Record extracts:
____

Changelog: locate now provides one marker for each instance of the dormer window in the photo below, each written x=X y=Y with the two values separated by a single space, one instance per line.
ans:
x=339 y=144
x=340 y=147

____

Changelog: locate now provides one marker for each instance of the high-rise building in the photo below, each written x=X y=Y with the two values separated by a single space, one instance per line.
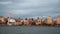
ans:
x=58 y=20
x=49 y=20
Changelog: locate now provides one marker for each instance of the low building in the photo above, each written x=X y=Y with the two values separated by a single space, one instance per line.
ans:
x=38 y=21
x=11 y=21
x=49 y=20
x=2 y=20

____

Task: Using the material, count the lines where the word "separated" appears. Give the number by itself.

The completed task: 3